Task directions
The answer must be a single number: how many lines of the records below hold the word "berry".

Available data
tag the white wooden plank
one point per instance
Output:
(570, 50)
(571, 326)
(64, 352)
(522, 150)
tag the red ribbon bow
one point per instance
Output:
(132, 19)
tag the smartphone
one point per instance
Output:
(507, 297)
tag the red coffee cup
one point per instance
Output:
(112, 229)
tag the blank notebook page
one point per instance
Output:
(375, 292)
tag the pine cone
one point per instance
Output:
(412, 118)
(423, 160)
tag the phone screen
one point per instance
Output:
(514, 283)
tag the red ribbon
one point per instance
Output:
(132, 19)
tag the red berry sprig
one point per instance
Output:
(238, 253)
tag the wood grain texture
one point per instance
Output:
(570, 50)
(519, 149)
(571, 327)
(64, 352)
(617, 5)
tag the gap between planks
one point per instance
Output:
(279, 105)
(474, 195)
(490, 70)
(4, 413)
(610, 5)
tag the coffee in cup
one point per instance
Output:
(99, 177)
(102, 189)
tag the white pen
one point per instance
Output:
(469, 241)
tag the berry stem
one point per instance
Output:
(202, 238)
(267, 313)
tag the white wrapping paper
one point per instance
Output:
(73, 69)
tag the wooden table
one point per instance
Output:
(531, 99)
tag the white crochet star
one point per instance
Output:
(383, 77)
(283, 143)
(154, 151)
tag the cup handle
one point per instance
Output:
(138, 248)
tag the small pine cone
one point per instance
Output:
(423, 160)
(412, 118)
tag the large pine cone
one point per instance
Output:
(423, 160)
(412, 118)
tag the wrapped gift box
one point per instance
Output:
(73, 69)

==

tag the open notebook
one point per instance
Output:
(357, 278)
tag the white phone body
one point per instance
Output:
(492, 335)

* * *

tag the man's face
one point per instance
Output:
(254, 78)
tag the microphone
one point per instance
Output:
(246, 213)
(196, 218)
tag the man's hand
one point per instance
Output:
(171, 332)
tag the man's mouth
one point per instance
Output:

Your solution
2